■ WRITTEN EXERCISE: Write every line of the material out exactly as shown.

■ DATA FOR PROCESSING:
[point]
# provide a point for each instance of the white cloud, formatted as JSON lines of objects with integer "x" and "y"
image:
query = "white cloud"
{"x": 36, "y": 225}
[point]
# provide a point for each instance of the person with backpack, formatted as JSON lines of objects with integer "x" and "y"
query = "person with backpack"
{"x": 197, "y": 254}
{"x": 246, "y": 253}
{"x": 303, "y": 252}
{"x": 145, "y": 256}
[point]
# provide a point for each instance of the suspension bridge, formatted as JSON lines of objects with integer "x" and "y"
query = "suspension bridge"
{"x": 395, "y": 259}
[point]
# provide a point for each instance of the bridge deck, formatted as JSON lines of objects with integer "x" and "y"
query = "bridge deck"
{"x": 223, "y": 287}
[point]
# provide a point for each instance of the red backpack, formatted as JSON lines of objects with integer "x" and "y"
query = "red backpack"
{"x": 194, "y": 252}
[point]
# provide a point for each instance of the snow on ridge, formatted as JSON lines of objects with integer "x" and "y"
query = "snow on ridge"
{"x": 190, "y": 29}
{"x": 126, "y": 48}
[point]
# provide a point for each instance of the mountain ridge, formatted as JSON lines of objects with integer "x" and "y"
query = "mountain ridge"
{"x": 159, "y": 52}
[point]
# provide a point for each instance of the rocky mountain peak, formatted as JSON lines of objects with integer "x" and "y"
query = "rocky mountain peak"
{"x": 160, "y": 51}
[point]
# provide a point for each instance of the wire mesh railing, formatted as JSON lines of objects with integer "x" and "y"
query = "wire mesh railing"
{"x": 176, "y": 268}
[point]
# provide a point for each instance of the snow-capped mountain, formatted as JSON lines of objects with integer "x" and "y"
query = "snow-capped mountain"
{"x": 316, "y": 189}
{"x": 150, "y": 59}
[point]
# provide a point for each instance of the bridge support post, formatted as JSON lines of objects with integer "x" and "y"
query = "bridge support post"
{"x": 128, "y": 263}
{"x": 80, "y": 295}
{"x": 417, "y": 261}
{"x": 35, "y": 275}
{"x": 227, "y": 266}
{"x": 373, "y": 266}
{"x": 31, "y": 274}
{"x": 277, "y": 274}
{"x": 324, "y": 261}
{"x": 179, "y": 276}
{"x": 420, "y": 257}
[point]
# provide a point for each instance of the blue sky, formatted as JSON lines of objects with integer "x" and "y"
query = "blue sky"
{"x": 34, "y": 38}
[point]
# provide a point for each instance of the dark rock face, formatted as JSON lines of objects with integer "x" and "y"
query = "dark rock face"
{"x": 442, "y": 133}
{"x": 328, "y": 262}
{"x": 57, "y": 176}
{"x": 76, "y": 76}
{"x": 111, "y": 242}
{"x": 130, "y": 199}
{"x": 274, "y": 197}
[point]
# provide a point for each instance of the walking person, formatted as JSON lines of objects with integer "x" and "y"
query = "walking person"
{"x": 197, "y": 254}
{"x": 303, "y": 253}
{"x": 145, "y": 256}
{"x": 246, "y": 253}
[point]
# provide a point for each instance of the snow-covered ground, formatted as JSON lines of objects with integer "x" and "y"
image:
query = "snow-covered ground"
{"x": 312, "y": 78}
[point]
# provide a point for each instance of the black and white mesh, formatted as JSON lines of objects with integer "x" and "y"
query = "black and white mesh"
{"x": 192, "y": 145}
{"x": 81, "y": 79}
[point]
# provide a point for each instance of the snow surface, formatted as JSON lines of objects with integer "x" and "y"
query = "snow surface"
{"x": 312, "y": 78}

■ EXPECTED ANSWER:
[point]
# provide a point for each instance of the white cloud, formatted as JSON lines of objects with integer "x" and "y"
image:
query = "white cloud"
{"x": 36, "y": 225}
[point]
# provide a point for each instance of the person with backpack, formatted as JSON lines of objects with integer "x" and "y"
query = "person with backpack"
{"x": 197, "y": 254}
{"x": 246, "y": 253}
{"x": 303, "y": 252}
{"x": 145, "y": 256}
[point]
# provide a point for each instance of the suspension bridge, formatted as JSON lines of objects with integer "x" and "y"
query = "suspension bridge"
{"x": 395, "y": 259}
[point]
# provide a point for each instance of the bridge deck, formatted as JSON lines of objects with integer "x" and "y"
query = "bridge deck"
{"x": 223, "y": 287}
[point]
# provide a point for each instance of the red backpack, formatted as JSON lines of objects with integer "x" and "y"
query = "red backpack"
{"x": 194, "y": 252}
[point]
# provide a point for each instance of the snow on ridge, formatted as JSON lines of objects with integer "x" and "y"
query = "snow on ridge"
{"x": 190, "y": 29}
{"x": 126, "y": 48}
[point]
# provide a point for each instance of the mountain ridge, formatted as JSON lines of objects with integer "x" and "y"
query = "mountain ridge"
{"x": 159, "y": 52}
[point]
# provide a point for each instance of the rocky mountain peak, formatted as JSON lines of objects with integer "x" and "y"
query = "rocky mountain peak"
{"x": 160, "y": 51}
[point]
# provide a point for each instance of the wire mesh railing, formatted as JSON lines of objects with integer "x" and "y"
query = "wire mesh railing"
{"x": 176, "y": 268}
[point]
# provide a point for each instance of the snow-capped mountain, formatted as JSON lines of objects with integer "x" and "y"
query = "snow-capped mountain"
{"x": 316, "y": 189}
{"x": 150, "y": 59}
[point]
# provide a point for each instance of the bridge support post, formatted as JSON lines of objects with integer "x" and "y"
query = "bridge support post"
{"x": 128, "y": 263}
{"x": 80, "y": 295}
{"x": 417, "y": 261}
{"x": 35, "y": 275}
{"x": 227, "y": 266}
{"x": 373, "y": 266}
{"x": 31, "y": 274}
{"x": 277, "y": 274}
{"x": 324, "y": 261}
{"x": 179, "y": 276}
{"x": 420, "y": 257}
[point]
# provide a point for each instance of the blue sky, formatted as JSON lines of objects with integer "x" and "y"
query = "blue sky"
{"x": 34, "y": 38}
[point]
# provide a point for each instance of the dark rock face, formatted as JSON lines of objects with integer "x" and "y"
query = "dark rock face"
{"x": 442, "y": 133}
{"x": 328, "y": 262}
{"x": 57, "y": 176}
{"x": 76, "y": 76}
{"x": 111, "y": 242}
{"x": 130, "y": 199}
{"x": 274, "y": 197}
[point]
# provide a point for each instance of the walking person, formatted as JSON lines of objects with integer "x" and "y"
query = "walking person"
{"x": 197, "y": 254}
{"x": 303, "y": 253}
{"x": 145, "y": 256}
{"x": 246, "y": 253}
[point]
# provide a point for each instance of the snow-covered ground, formatted as JSON lines of objects with integer "x" and "y"
image:
query = "snow-covered ground"
{"x": 312, "y": 78}
[point]
# provide a point for each instance of the black and white mesh, formatted as JSON lines of objects with integer "x" and "y"
query = "black and white mesh"
{"x": 192, "y": 145}
{"x": 81, "y": 79}
[point]
# provide a point for each instance of the snow surface, formatted as JSON lines of objects with integer "x" and "y"
query = "snow surface"
{"x": 312, "y": 78}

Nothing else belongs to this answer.